== 요구 사항 ==
아래 기록에서 "black"라는 단어가 들어 있는 줄을 하나도 빠뜨리지 말고 모두 보여 주세요.

위치 주석 기록:
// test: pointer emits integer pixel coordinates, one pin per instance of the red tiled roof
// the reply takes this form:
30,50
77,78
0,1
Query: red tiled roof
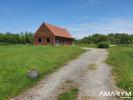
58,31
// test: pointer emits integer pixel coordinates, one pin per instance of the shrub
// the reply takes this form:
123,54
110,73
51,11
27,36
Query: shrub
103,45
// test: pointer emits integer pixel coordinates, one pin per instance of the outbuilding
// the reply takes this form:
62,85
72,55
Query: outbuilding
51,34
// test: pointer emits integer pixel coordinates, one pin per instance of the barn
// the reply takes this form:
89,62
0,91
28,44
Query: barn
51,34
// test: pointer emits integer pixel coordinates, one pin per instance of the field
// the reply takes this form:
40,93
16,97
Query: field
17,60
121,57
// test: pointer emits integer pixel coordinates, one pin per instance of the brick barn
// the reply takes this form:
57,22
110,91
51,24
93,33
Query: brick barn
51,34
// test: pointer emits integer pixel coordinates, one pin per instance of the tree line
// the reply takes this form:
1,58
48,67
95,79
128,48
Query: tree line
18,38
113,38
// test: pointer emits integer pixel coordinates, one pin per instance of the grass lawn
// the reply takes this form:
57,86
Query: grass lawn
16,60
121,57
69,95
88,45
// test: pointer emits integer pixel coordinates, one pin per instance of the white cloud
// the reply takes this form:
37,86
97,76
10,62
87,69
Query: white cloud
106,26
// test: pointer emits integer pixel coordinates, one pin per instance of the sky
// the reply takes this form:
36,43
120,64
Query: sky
--
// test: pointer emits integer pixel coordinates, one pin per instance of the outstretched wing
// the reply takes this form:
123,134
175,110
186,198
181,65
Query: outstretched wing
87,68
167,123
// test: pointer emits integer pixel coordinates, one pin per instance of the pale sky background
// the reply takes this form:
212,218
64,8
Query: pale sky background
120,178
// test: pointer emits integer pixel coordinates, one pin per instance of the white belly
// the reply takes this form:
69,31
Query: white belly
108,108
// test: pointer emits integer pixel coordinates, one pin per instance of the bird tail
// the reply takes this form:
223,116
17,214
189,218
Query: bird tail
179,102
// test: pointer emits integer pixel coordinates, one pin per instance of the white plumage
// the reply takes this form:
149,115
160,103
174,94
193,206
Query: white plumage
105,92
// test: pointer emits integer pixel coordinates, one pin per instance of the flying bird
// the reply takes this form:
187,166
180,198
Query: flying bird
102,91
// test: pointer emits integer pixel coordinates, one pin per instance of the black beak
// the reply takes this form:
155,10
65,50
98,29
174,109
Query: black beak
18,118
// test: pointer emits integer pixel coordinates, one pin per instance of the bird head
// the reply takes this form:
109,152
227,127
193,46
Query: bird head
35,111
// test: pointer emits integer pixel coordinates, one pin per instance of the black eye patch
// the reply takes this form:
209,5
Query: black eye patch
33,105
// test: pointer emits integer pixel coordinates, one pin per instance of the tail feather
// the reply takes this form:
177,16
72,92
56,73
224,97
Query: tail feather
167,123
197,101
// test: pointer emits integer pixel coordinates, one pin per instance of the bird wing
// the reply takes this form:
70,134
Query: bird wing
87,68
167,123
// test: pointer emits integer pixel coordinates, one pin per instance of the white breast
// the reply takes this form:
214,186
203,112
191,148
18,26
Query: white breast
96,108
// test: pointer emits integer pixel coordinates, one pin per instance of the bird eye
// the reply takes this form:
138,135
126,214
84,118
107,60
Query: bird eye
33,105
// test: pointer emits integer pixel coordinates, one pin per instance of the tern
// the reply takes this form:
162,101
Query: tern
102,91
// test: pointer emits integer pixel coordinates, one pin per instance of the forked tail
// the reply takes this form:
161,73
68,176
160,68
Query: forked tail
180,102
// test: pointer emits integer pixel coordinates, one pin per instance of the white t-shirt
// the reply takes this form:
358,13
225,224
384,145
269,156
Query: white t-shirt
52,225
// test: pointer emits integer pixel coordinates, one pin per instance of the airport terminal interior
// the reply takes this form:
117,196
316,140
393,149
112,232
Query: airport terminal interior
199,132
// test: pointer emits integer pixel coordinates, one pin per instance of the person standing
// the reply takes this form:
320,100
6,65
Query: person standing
--
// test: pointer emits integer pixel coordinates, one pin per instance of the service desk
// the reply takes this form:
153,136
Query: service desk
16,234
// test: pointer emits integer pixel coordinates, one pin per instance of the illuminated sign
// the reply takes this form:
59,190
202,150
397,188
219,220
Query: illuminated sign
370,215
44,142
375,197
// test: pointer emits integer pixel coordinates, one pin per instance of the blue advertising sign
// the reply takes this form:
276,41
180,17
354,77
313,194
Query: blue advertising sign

== 답변 ==
// test: pointer emits integer pixel coordinates, one pin per instance of the black beak
Query: black beak
// test: pointer emits integer pixel coordinates, one pin per instance of the black eye patch
Query: black eye patch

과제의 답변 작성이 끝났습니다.